*Document passage*
━━━━━━

I’m sitting in the coffee shop, browsing through my favorite Facebook pages and blogs and I come across a random picture of a mom nursing her very new baby. I feel a lump in my throat, my stomach starts churning and my nose starts running. I choke back the tears that are accumulating.
The coffee shop is very crowded with the sounds of a live Irish band. Every one is wrapped into their own world, their own conversations, so I subtly take a napkin and softly dab the tears that escape from my efforts. All I can do is sigh within myself. When there are no words for your sadness only a deep sigh will do.
I never thought that I would be grieving a decision that Mr. Incredible and I prayerfully and thoroughly discussed. There would be no more children physically born through me.
It wasn’t a rash decision based solely on my hard pregnancy with Beaner, but it certainly was one factor.
I am one of the two percent of women who suffer from hyperemisis graviduram during pregnancy. It is a chronic, debilitating condition that strikes within weeks of a pregnancy and can last until the very end. That was my experience with all three kids. I was told by doctors and midwives alike (as well as by my own research and experience) that it gets worse with each pregnancy. There is no cure for this condition, just medication and medical support to keep the symptoms as tolerable as possible.
The good thing is babies born through mothers who have to endure HG do surprisingly well as they take absolutely everything from mom and thrive (like most pregnancies). The problem is a mom with HG is usually depleted of vital nutrients, deficient in everything afterwards.

━━━━━━

*Raw data*
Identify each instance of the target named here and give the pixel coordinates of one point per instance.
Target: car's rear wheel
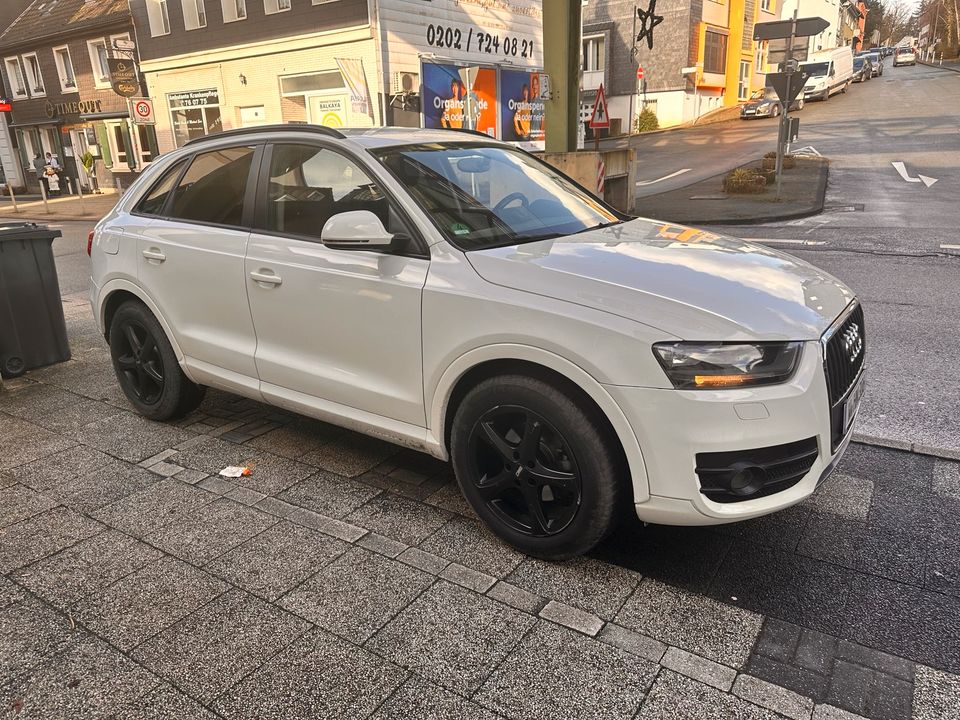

━━━━━━

*Your tasks*
A. Echo the blog post word for word, starting with "I’m sitting in" and going on through "was one factor.".
B. According to the blog post, what percentage of women suffer from the condition the writer had during pregnancy?

*Solutions by task*
A.
I’m sitting in the coffee shop, browsing through my favorite Facebook pages and blogs and I come across a random picture of a mom nursing her very new baby. I feel a lump in my throat, my stomach starts churning and my nose starts running. I choke back the tears that are accumulating.
The coffee shop is very crowded with the sounds of a live Irish band. Every one is wrapped into their own world, their own conversations, so I subtly take a napkin and softly dab the tears that escape from my efforts. All I can do is sigh within myself. When there are no words for your sadness only a deep sigh will do.
I never thought that I would be grieving a decision that Mr. Incredible and I prayerfully and thoroughly discussed. There would be no more children physically born through me.
It wasn’t a rash decision based solely on my hard pregnancy with Beaner, but it certainly was one factor.

B. Two percent.